WRITTEN TASK
Output the material below in its entirety, exactly as given.

RECORDS FOR PROCESSING
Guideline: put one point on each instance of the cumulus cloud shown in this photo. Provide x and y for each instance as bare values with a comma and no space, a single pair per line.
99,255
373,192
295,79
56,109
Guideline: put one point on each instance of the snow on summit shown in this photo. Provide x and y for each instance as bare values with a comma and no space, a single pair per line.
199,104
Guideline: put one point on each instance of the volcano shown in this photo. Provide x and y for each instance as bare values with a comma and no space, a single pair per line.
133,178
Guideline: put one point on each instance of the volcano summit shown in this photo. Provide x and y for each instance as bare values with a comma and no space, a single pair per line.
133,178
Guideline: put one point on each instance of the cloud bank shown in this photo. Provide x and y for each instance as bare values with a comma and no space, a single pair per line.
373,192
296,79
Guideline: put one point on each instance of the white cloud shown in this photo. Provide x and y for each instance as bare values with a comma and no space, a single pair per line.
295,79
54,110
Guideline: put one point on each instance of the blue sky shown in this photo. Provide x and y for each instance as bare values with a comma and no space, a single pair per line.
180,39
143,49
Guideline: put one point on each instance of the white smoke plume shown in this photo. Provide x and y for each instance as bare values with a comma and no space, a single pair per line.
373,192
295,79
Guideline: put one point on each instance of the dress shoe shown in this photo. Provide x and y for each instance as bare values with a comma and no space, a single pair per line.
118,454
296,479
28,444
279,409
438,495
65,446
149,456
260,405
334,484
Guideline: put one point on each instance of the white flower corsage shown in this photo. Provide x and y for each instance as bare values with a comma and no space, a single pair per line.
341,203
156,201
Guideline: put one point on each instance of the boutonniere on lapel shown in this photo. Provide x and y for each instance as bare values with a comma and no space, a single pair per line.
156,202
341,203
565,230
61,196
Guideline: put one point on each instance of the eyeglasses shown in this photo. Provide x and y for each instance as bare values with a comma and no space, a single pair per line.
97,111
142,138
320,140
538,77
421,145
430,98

EXERCISE RESULT
Guideline: put one point on each instance of the cumulus cloud shown in this photo. Provide x and y for each instance as bare values with a comma and no space, a single pair per line.
99,255
373,192
295,79
56,109
Guideline: put one point on each instance of the snow on summit shown in this photo. Provide x and y for each instance as bare values with a comma and no space, a single pair per line.
199,104
Guideline: put one point on each instance of the volcano shown in this photo. Provide x and y for each instance as bare values with a comma and no space, a single pair per line.
133,178
Guideline: put one point on each instance of the volcano summit shown in this photo. Provide x and y for each instance as bare values with a comma and no space, a single pair per line.
133,178
Guideline: put one point on each instance of the cloud bank shown in this photo. Provide x and y for each instance as bare values with a comma and no space, a single pair per line.
373,192
296,79
Guideline: put one point on each instance of the white cloud shown in this photo. Provide x and y for each instance as bare values with a comma and no space, a single pair per line.
295,79
54,110
Guideline: put one point on each instance of the blue sky shown in this photo. Provide x and y for each instance as bare values with a comma and no space, a single pair per line.
180,39
143,49
Guideline: put one point on each instance of the white smoke plume shown in this photo. Provide x and y for each instance as bare values with a comma and no space, a single pair per line.
373,192
295,79
Guideline: put one point on each instance of the dress shoe shown in this photo. Provide x and y for each instance as bare values with a comma and no space, a single pair per line.
118,454
296,479
28,444
279,409
438,495
65,446
149,456
260,405
334,484
Guideline: put one point on each instance of the white flower corsage shown in this photo. Provide x and y for each instance as bare values with a comma and no space, a single pair per line.
341,203
156,201
Guideline: put one point on each instance of the boutonniere on lapel shown in this photo. Provide x and y for each instance as bare values with a comma and no space, a single pair per line.
156,202
341,203
565,230
61,196
Guideline: put one point on each instance of the eyeglasses shown in this photo. Provide x and y for each instance as bare values with a comma and no space, a single pair per line.
97,111
142,138
320,140
538,77
421,145
430,98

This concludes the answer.